Dataset entries |
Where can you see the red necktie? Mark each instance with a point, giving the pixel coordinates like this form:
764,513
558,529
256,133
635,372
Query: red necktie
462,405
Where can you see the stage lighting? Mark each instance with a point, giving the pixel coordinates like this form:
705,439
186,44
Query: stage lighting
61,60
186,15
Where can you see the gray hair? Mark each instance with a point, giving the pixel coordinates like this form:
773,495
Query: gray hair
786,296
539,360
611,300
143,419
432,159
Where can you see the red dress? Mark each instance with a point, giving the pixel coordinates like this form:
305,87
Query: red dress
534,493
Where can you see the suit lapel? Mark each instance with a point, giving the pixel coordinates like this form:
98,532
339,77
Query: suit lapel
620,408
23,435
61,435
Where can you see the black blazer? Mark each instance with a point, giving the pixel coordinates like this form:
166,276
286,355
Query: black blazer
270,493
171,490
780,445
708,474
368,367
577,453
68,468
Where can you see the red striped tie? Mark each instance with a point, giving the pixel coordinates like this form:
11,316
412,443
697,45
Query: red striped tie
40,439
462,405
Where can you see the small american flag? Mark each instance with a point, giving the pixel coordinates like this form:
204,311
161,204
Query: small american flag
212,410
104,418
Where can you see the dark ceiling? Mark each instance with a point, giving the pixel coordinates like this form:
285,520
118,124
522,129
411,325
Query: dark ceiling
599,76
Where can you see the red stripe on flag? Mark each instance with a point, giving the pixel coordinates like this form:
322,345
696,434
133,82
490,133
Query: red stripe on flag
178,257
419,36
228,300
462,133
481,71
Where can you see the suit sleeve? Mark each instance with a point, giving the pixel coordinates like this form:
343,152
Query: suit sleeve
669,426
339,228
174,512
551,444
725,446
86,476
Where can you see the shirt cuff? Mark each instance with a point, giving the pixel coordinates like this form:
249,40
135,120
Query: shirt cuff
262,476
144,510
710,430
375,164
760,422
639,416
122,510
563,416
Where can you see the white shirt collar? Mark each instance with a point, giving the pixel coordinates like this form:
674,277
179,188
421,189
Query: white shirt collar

Exercise aim | Please work out how many lines above contain the string "collar", and reply with that number alone.

Answer section | 2